(Dataset records):

########################################

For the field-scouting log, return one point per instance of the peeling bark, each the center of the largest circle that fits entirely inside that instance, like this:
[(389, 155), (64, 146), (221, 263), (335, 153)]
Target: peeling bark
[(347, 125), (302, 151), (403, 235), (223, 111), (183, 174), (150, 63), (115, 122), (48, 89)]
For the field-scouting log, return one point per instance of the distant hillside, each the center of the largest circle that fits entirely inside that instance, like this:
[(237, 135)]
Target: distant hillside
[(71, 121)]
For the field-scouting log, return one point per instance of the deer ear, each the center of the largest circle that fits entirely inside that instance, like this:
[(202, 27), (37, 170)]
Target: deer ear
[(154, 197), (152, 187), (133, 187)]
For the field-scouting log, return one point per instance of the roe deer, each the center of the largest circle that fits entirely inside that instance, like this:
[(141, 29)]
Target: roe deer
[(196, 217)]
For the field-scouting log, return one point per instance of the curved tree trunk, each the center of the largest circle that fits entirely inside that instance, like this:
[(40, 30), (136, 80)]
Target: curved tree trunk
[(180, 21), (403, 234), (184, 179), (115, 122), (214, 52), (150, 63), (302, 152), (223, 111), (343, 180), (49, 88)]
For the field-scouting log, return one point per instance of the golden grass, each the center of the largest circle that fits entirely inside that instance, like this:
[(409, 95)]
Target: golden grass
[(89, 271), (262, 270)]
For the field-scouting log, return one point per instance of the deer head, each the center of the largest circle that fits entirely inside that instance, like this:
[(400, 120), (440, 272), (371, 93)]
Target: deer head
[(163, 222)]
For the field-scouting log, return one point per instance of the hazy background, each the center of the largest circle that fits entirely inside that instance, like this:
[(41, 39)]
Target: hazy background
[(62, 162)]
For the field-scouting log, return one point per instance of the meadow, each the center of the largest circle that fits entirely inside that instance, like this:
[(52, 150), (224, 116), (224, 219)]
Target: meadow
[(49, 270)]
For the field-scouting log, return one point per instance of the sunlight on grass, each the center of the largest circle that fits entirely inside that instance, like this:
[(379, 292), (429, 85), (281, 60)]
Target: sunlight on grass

########################################

(Action item): Copy every record above exactly as it is.

(Solution to this task):
For the field-scouting log, return one point per instance of the peeling bark, each the center of the largest circle that fits entirely inside that instance, like this:
[(389, 155), (64, 146), (221, 263), (335, 153)]
Target: peeling bark
[(347, 125), (302, 151), (403, 235), (223, 111), (183, 174), (150, 63), (115, 122), (48, 89)]
For the field-scouting log, return one point per instance of the distant hillside, each the center of the largest circle that fits entirely inside that instance, like this:
[(237, 135)]
Target: distant hillside
[(71, 121)]
For the field-scouting log, return one point per instance of the deer ear, each the center of the largest circle that fits entirely inside that instance, like this:
[(202, 27), (37, 170)]
Target: deer ear
[(154, 197), (152, 187), (133, 187)]
For the field-scouting log, return one point per instance of the roe deer, each the center of the largest circle that fits entirely inside that instance, like this:
[(141, 29)]
Target: roe deer
[(196, 217)]
For the field-scouting log, return one point per instance of the curved tree trunk, each the center of the largest circle that fits entirely inside that instance, like this:
[(40, 30), (136, 80)]
Target: curved tree trunk
[(180, 21), (403, 234), (184, 179), (115, 122), (214, 52), (150, 63), (302, 152), (223, 111), (343, 180), (49, 88)]
For the field-scouting log, return one point per instance of the golden grass, each the center of the largest circle that fits entirely inside that instance, like this:
[(409, 95)]
Target: golden grass
[(89, 271), (262, 270)]
For the field-scouting log, return one point per instance of the deer head, each the center of the largest circle that fits entirely inside that instance, like this:
[(400, 120), (440, 272), (371, 93)]
Target: deer head
[(163, 222)]
For the field-scouting log, return one point per instance of the hazy background, each the center of the largest circle that fits entirely inside that instance, like this:
[(41, 39)]
Target: hazy background
[(62, 162)]
For the field-scouting log, return one point per instance of the meadow, each the center of the largest circle that fits entirely inside that instance, like this:
[(52, 150), (224, 116), (224, 219)]
Target: meadow
[(49, 270)]
For the field-scouting log, return one point per instance of the sunlight on grass, each the center of the largest circle that fits entirely inside that instance, like this:
[(379, 292), (429, 85), (281, 60)]
Target: sunlight on grass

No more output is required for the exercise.